## WHAT YOU NEED TO DO
Could you rewrite the records from their first line through the line containing "left=59, top=44, right=270, bottom=273", both ends included, with the requests kept as they are and every coordinate in the answers shifted up by 103? Give only those lines.
------ RECORDS SUPPLIED ------
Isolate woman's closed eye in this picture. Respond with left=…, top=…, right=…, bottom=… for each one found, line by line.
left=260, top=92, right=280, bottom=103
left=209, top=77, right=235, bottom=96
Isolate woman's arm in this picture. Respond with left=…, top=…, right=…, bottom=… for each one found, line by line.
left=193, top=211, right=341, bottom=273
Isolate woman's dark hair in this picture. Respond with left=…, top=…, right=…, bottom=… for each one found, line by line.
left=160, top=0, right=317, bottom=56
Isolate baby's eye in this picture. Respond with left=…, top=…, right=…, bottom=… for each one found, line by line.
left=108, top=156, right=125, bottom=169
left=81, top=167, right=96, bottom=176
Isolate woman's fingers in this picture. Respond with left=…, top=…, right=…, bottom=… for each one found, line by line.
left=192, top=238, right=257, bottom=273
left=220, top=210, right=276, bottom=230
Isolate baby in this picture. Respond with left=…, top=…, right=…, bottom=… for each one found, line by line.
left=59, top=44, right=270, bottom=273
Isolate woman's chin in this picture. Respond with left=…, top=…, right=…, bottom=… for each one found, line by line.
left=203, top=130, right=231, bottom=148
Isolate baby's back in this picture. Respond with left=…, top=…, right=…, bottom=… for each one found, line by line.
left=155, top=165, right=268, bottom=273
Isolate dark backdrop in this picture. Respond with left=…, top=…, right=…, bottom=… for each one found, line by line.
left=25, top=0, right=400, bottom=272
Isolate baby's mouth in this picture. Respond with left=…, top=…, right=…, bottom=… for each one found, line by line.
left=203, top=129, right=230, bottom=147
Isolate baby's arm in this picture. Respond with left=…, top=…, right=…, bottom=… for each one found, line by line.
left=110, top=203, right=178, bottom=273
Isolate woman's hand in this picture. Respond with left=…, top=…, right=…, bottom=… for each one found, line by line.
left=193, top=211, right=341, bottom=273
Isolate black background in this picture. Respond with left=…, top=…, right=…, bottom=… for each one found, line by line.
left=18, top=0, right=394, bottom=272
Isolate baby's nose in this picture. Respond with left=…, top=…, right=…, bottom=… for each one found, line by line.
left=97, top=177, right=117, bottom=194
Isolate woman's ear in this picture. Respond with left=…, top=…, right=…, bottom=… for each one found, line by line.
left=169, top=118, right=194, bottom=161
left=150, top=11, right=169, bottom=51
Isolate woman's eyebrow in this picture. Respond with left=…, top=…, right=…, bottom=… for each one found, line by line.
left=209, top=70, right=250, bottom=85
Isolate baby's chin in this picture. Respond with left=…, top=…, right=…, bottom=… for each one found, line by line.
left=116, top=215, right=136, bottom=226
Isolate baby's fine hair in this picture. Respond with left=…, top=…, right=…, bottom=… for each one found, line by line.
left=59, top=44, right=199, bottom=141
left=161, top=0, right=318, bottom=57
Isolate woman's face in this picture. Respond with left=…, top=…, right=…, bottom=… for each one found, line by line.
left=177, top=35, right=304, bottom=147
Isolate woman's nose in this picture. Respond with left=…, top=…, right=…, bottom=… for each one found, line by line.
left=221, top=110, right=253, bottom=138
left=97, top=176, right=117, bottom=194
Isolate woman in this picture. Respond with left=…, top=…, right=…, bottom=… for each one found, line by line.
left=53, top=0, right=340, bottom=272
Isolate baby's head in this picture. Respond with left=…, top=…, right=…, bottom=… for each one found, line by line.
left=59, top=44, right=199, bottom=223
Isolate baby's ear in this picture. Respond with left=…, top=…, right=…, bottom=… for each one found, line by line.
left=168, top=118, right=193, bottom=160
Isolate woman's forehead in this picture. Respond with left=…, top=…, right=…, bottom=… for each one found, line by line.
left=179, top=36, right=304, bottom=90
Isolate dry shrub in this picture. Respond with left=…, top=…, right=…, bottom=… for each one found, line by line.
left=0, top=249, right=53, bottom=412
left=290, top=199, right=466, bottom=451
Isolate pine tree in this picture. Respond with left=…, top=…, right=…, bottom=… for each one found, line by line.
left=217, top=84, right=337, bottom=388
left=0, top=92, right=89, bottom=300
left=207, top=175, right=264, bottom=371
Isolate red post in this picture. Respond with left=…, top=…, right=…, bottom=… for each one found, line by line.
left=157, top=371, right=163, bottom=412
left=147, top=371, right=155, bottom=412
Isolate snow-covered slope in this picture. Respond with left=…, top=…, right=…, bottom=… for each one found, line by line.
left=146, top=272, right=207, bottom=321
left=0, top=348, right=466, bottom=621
------
## WRITTEN ANSWER
Isolate woman's closed eye in this picture. Respond with left=…, top=…, right=…, bottom=… for each one found, line by line.
left=363, top=195, right=383, bottom=206
left=312, top=180, right=338, bottom=199
Isolate woman's arm in this picture. Respond with left=…, top=…, right=…, bottom=… for each one found, line by line.
left=296, top=314, right=444, bottom=376
Isolate woman's dark hair in this picture. Respond with left=…, top=…, right=…, bottom=… for each one found, line by line.
left=263, top=103, right=420, bottom=159
Isolate baby's eye in this picture. Respond with left=…, top=…, right=…, bottom=… for each one found, line by line.
left=211, top=259, right=228, bottom=272
left=184, top=270, right=199, bottom=279
Isolate woman's fingers in this picture. Respond with left=…, top=…, right=…, bottom=… for each one found, line by line.
left=295, top=341, right=360, bottom=376
left=323, top=313, right=379, bottom=333
Isolate baby in this picture. Respond with left=…, top=…, right=…, bottom=… for each one found, line by line.
left=162, top=147, right=373, bottom=376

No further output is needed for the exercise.